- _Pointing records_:
########################################
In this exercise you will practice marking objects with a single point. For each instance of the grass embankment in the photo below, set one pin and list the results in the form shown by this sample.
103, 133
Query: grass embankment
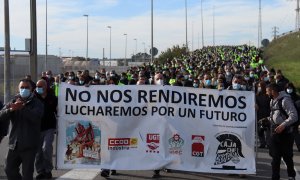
284, 53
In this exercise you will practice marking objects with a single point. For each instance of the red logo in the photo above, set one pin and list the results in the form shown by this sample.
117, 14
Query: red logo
122, 143
152, 143
197, 145
119, 142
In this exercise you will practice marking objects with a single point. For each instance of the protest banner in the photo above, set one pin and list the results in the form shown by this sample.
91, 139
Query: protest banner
152, 127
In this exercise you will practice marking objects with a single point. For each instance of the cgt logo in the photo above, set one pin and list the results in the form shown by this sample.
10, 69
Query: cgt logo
122, 143
198, 145
152, 143
119, 142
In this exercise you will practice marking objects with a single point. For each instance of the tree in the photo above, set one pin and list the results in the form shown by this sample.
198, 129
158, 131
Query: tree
174, 52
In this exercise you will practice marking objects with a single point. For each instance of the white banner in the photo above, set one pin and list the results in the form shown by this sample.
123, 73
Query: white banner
152, 127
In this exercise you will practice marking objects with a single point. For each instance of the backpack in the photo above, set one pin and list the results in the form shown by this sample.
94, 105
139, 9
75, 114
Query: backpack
297, 106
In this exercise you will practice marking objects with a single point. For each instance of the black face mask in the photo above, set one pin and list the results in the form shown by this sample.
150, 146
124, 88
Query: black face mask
271, 96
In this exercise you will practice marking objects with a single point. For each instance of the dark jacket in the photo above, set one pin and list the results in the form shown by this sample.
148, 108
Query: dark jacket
276, 116
3, 124
263, 103
49, 117
26, 124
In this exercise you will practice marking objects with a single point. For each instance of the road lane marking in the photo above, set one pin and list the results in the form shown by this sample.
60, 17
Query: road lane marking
80, 174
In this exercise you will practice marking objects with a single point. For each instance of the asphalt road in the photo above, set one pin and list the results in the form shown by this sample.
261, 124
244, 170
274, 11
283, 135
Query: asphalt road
263, 170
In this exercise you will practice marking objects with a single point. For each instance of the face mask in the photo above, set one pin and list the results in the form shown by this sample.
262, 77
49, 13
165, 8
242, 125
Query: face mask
102, 80
266, 79
160, 82
208, 82
289, 91
236, 86
271, 96
39, 90
243, 87
259, 89
24, 93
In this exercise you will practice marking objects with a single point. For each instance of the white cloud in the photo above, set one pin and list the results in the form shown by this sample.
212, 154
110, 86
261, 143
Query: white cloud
235, 23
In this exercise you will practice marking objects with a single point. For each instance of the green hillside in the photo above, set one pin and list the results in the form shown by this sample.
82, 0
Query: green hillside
284, 53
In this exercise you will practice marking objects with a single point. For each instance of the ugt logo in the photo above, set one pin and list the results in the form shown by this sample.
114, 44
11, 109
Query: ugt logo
198, 145
152, 143
229, 149
175, 144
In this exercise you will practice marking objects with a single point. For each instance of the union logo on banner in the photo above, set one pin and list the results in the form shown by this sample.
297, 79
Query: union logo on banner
229, 149
175, 144
198, 145
152, 143
122, 143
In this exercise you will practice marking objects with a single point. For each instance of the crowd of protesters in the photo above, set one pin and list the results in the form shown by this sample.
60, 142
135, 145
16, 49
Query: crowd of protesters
223, 67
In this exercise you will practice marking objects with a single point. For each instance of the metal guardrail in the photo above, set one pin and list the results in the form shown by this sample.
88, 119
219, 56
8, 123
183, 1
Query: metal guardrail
287, 33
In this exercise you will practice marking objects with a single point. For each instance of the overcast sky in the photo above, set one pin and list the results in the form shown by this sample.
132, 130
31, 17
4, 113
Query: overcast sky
236, 22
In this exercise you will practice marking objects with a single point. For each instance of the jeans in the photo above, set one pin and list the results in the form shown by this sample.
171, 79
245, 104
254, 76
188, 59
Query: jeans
281, 146
43, 162
13, 161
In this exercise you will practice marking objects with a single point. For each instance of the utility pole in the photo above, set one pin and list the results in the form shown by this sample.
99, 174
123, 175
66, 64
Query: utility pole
46, 54
7, 53
193, 36
275, 31
202, 23
298, 17
33, 45
186, 41
152, 57
259, 37
214, 26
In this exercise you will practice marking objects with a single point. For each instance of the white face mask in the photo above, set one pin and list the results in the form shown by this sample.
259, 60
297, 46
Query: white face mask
159, 82
289, 91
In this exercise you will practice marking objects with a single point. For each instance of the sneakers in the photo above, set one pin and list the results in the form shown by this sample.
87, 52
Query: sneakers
113, 172
44, 175
156, 175
105, 173
167, 170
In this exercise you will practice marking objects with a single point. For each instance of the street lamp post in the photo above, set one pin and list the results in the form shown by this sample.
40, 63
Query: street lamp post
186, 43
109, 45
46, 54
87, 37
152, 59
125, 62
144, 51
135, 39
202, 23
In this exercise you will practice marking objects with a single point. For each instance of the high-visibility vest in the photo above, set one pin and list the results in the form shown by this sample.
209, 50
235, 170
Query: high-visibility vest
56, 88
172, 81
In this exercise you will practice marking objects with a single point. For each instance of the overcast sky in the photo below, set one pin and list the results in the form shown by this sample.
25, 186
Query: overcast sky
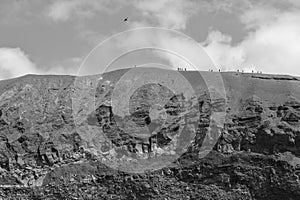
55, 36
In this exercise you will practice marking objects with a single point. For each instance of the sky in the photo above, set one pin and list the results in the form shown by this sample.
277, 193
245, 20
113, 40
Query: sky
55, 37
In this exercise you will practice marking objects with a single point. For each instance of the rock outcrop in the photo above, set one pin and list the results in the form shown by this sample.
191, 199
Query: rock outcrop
45, 154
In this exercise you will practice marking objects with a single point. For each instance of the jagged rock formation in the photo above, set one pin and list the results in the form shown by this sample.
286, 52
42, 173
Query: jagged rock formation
43, 155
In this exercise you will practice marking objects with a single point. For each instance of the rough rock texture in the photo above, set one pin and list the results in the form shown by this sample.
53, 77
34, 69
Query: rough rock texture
43, 155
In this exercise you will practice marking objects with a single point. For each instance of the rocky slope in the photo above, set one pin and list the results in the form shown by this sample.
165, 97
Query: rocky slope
45, 154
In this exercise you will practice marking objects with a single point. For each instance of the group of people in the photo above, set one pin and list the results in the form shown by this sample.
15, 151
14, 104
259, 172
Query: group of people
258, 72
211, 70
181, 69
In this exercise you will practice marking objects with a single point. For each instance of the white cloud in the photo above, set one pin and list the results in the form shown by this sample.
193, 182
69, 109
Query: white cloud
14, 62
166, 13
273, 47
64, 10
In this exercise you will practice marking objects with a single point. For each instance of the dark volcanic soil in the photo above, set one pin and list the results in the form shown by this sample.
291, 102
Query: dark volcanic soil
44, 156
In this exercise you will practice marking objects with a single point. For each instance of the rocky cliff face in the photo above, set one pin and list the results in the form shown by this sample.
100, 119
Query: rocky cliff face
49, 148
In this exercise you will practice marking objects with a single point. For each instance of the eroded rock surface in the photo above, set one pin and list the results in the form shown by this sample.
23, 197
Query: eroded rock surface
########################################
- _WHAT YOU WILL DO_:
Without including the pictures, return each record above exactly as it stands.

- _RESULT_:
In this exercise you will practice marking objects with a single point. For each instance of the grass embankment in the photo below, set one pin and list the results in the form shown by this sample.
103, 133
Query: grass embankment
284, 53
In this exercise you will practice marking objects with a single point. For each instance of the red logo in the photo above, set one pin and list the results in the form shown by this sample.
117, 14
Query: red logo
122, 143
152, 143
197, 145
119, 142
In this exercise you will practice marking objects with a single point. For each instance of the protest banner in the photo above, set one pin and list the results in the form shown by this sample.
91, 139
Query: protest banner
152, 127
In this exercise you will practice marking objects with a single point. For each instance of the cgt logo in the photo above, set one pin and list the results in the form shown by this sample.
10, 69
Query: cgt logo
122, 143
198, 145
152, 143
119, 142
In this exercise you will practice marking objects with a single point. For each instance of the tree in the photo above, set one pin and list the results in the form shown by this sample.
198, 129
158, 131
Query: tree
174, 52
In this exercise you will practice marking objects with a single point. For each instance of the white banner in the photo above, set one pin and list the results in the form shown by this sample.
123, 73
Query: white banner
152, 127
In this exercise you will practice marking objects with a single point. For each instance of the backpack in the photo above, set one pin and list the results in the form shown by this sample.
94, 105
139, 9
75, 114
Query: backpack
297, 106
In this exercise you will practice marking objects with a single point. For each instance of the black face mask in the photo above, set one pin and list the results in the form shown by this sample.
150, 146
124, 88
Query: black face mask
271, 96
In this exercise you will practice marking objects with a single point. For each instance of the dark jacket in the photo above, set one pin and list the results in the form shown by this sample.
148, 108
Query: dark jacket
276, 116
3, 124
263, 103
49, 117
26, 124
In this exercise you will practice marking objects with a single point. For each instance of the road lane marking in the photo above, set one pin and list the results in the form shown by this sample.
60, 17
Query: road lane marking
80, 174
In this exercise you will practice marking objects with a single point. For each instance of the asphalt road in the photo above, set one pin and list the results in the form shown by this sample.
261, 124
244, 170
274, 11
283, 135
Query: asphalt road
263, 170
In this exercise you will practice marking objects with a single point. For each instance of the face mask in the photo above, set one pin and list the results in the form shown by this sample.
262, 77
49, 13
165, 8
242, 125
Query: face mask
102, 80
266, 79
160, 82
208, 82
289, 91
236, 86
271, 96
39, 90
243, 87
259, 89
24, 93
In this exercise you will practice marking objects with a single point. For each instance of the white cloud in the photo above, set one pin and list the results in the form shown by this sample.
212, 154
110, 86
261, 143
Query: white cloud
235, 23
In this exercise you will practice marking objects with a single point. For each instance of the green hillside in the photo above, set one pin and list the results in the form shown by this sample.
82, 0
Query: green hillside
284, 53
In this exercise you will practice marking objects with a single point. For each instance of the ugt logo in the photo above, set one pin and list the results in the form shown by this sample.
114, 44
11, 109
Query: ugt logo
198, 145
152, 143
229, 149
175, 144
In this exercise you will practice marking objects with a single point. For each instance of the union logo on banner in the photo above, set one pin and list the results in the form shown by this sample.
297, 79
Query: union logo on banner
229, 149
175, 144
198, 145
152, 143
122, 143
In this exercise you will practice marking objects with a single point. For each instance of the crowd of protesters in the photo above, set one pin and list the results in the form shown by this sample.
60, 142
135, 145
16, 49
Query: crowd of protesters
223, 67
In this exercise you will practice marking objects with a single point. For each instance of the metal guardrail in the photo above, set one pin and list the results in the form shown by this sample.
88, 119
219, 56
8, 123
183, 1
Query: metal guardrail
287, 33
In this exercise you will practice marking objects with a single point. For each instance of the overcast sky in the photo above, set one pin and list the results in the form shown by this sample.
132, 130
31, 17
4, 113
Query: overcast sky
236, 22
In this exercise you will practice marking objects with a single point. For each instance of the jeans in the photo above, set one pin and list the results in the form shown by this sample.
171, 79
245, 104
254, 76
188, 59
Query: jeans
281, 146
43, 162
13, 161
In this exercise you will practice marking objects with a single point. For each instance of the utility pole in the photo above, set one pin and list the results in the form shown by this sample.
99, 174
123, 175
66, 64
Query: utility pole
46, 54
7, 53
193, 36
275, 31
202, 23
298, 17
33, 45
186, 41
152, 57
259, 37
214, 26
In this exercise you will practice marking objects with a single point. For each instance of the white face mask in the photo above, set one pin and list the results in the form shown by this sample.
259, 60
297, 46
Query: white face mask
159, 82
289, 91
In this exercise you will practice marking objects with a single point. For each instance of the sneakers in the photo above, set one pin and list the results in the form shown by this sample.
87, 52
Query: sneakers
113, 172
44, 175
156, 175
105, 173
167, 170
In this exercise you will practice marking objects with a single point. For each instance of the street lamp post in the photo above, set one pin and list the results in the form shown by this sample.
40, 63
Query: street lamp post
186, 43
109, 45
46, 54
87, 37
152, 59
125, 62
144, 51
135, 39
202, 23
In this exercise you will practice marking objects with a single point. For each instance of the high-visibility vest in the photo above, set one pin and list the results in the form shown by this sample.
209, 50
235, 170
Query: high-visibility vest
56, 88
172, 81
In this exercise you will practice marking objects with a single point. For each instance of the overcast sky in the photo below, set one pin and list the results in the form shown by this sample.
25, 186
Query: overcast sky
55, 36
In this exercise you will practice marking objects with a single point. For each instance of the sky in the photo above, set one pin and list the results in the form shown by this sample.
277, 193
245, 20
113, 40
Query: sky
55, 37
In this exercise you will practice marking objects with a single point. For each instance of the rock outcrop in the photo above, set one pin and list the results in the form shown by this sample.
191, 199
Query: rock outcrop
45, 154
In this exercise you will practice marking objects with a single point. For each instance of the jagged rock formation in the photo above, set one pin and list the results in the form shown by this sample.
286, 52
42, 173
Query: jagged rock formation
43, 155
In this exercise you will practice marking objects with a single point. For each instance of the rough rock texture in the photo above, set one pin and list the results in the form shown by this sample.
53, 77
34, 69
Query: rough rock texture
43, 155
In this exercise you will practice marking objects with a single point. For each instance of the rocky slope in the photo above, set one pin and list the results in the form shown by this sample.
165, 97
Query: rocky slope
45, 154
In this exercise you will practice marking objects with a single point. For each instance of the group of people in the photo above, set one pin and list the results in the form shown by this sample.
15, 151
14, 104
259, 172
Query: group of people
258, 72
211, 70
181, 69
In this exercise you will practice marking objects with a single point. For each instance of the white cloud in the photo above, set one pin and list the results in the form shown by this sample.
193, 182
69, 109
Query: white cloud
14, 62
166, 13
273, 47
64, 10
In this exercise you will practice marking objects with a single point. For each instance of the dark volcanic soil in the photo above, set one pin and list the results in the form shown by this sample.
291, 102
Query: dark volcanic soil
44, 156
In this exercise you will practice marking objects with a single point. For each instance of the rocky cliff face in the photo above, set one pin and list the results in the form shown by this sample.
100, 119
Query: rocky cliff face
49, 148
In this exercise you will practice marking objects with a single point. For each instance of the eroded rock surface in the photo above, set one pin and list the results in the form shown by this sample.
23, 197
Query: eroded rock surface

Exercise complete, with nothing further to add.